# Brief
A word-for-word copy of the data is what's wanted, with no pictures.

# Data shown
((

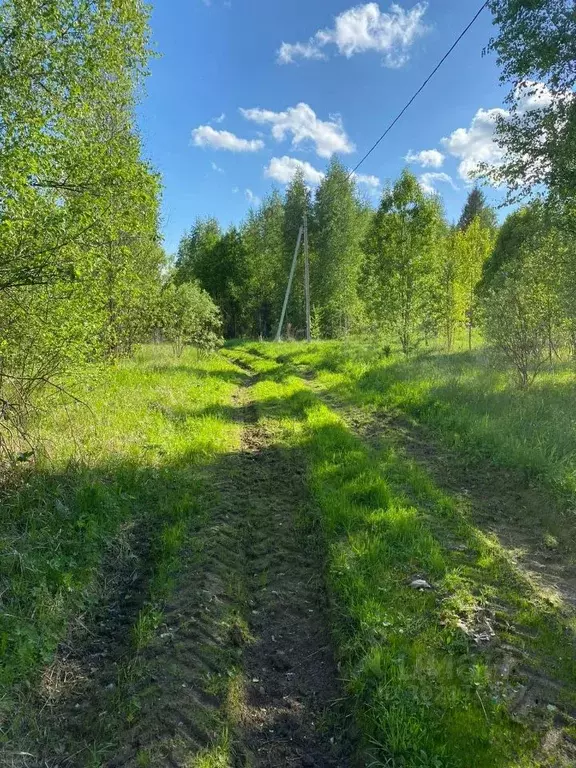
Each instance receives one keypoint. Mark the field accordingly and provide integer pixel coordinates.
(294, 555)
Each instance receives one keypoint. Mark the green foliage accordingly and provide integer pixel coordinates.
(263, 236)
(190, 317)
(535, 47)
(402, 261)
(79, 221)
(195, 252)
(423, 693)
(337, 232)
(476, 206)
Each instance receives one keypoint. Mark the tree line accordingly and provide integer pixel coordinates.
(81, 266)
(401, 270)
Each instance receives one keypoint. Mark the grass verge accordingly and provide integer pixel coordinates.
(110, 505)
(429, 673)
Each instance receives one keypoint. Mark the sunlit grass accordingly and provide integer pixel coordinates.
(423, 692)
(133, 456)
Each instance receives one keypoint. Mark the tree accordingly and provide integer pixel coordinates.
(536, 48)
(533, 253)
(189, 316)
(475, 206)
(473, 247)
(401, 271)
(78, 205)
(296, 203)
(450, 304)
(263, 237)
(195, 252)
(338, 228)
(516, 236)
(515, 325)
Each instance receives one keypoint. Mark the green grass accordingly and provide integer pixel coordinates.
(119, 487)
(422, 693)
(472, 405)
(127, 487)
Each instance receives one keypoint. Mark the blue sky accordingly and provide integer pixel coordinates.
(225, 121)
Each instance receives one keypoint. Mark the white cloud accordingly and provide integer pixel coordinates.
(206, 136)
(282, 169)
(252, 198)
(531, 95)
(301, 123)
(475, 145)
(290, 52)
(367, 179)
(427, 158)
(364, 28)
(428, 180)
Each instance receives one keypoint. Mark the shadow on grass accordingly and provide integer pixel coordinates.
(146, 676)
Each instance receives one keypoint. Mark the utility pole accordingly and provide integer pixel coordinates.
(307, 280)
(289, 286)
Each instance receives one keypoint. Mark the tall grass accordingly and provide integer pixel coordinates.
(132, 461)
(470, 403)
(423, 692)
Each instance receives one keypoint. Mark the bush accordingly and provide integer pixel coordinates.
(515, 324)
(189, 316)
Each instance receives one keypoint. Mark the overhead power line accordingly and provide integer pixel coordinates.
(417, 93)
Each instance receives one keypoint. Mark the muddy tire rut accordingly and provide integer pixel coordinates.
(291, 678)
(240, 671)
(499, 502)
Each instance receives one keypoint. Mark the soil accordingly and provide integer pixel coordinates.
(521, 516)
(243, 647)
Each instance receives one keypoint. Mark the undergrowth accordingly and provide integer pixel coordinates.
(426, 692)
(117, 488)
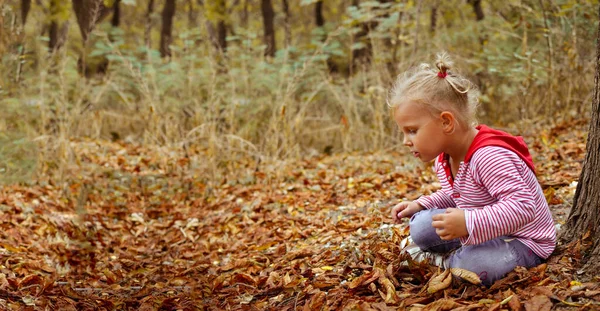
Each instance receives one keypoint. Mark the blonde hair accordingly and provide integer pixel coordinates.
(438, 90)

))

# Response to this task
Each instance receives one keypoint. Mark the field accordingly and provide integer pixel coordinates.
(294, 555)
Each instance receives one keypoint. Mark the green foliage accordingly and provide integer pixel coordinates.
(263, 236)
(190, 317)
(535, 47)
(402, 261)
(79, 221)
(195, 252)
(423, 693)
(337, 232)
(476, 206)
Each instance receives one keypoint. Mark the tree line accordingly and provide integer pixel coordinates.
(81, 266)
(401, 270)
Each instance receives one keypoint. Mark the grass verge accordingly and provide integer pixel coordinates.
(110, 505)
(429, 673)
Each instance receives one keypoint. Mark the sunlit grass accordingly and provide integer pixel coordinates.
(423, 692)
(133, 456)
Each instance receives one keypoint. Mark the tree accordingly and provide integer pixel coordinates.
(536, 48)
(533, 253)
(189, 316)
(475, 206)
(473, 247)
(401, 271)
(78, 205)
(296, 203)
(450, 304)
(263, 237)
(195, 252)
(338, 228)
(516, 236)
(515, 325)
Each instance receives one keypoint. Mark the green grass accordingly and provide integer pixel coordinates.
(119, 487)
(422, 693)
(472, 405)
(127, 487)
Each instance receives one keypoint. Mark the blue sky accordingly and provide integer pixel coordinates.
(225, 121)
Each instance receives one keypoint. Mark the white cloud accordingly and provide integer pixel coordinates.
(206, 136)
(282, 169)
(252, 198)
(531, 95)
(301, 123)
(475, 145)
(290, 52)
(367, 179)
(427, 158)
(364, 28)
(428, 180)
Each instance receives one keypoint. Mark the shadow on grass accordingly and provide integer pixel coordinates.
(146, 676)
Each instance receives one keypoint. Mark the utility pole accordingly and provide integer pixel coordinates.
(307, 280)
(289, 286)
Each instance receives one keypoint. Mark the tall grass accordingly and provide integer pixel coordinates.
(132, 461)
(470, 403)
(423, 692)
Each instance receives one keypoint. Mark the bush accordingly and provide integer pixel coordinates.
(515, 324)
(189, 316)
Each instance receives one keypoint. Mark the overhead power line accordingly and provide integer pixel coordinates.
(417, 93)
Each instance receives one keypoint. Mark the muddy tire rut accordingly and provide integer pixel coordinates.
(291, 678)
(240, 671)
(499, 502)
Each instance receives one keypoint. Mark the soil accordingly and provide integer pixel coordinates.
(521, 516)
(243, 647)
Each instance receives one keypoint. Mark the undergrowth accordingly and provide integer pixel coordinates.
(426, 692)
(117, 488)
Each instance receives one keypoint. Mark the blonde hair accordingly and provide integer pixel coordinates.
(438, 90)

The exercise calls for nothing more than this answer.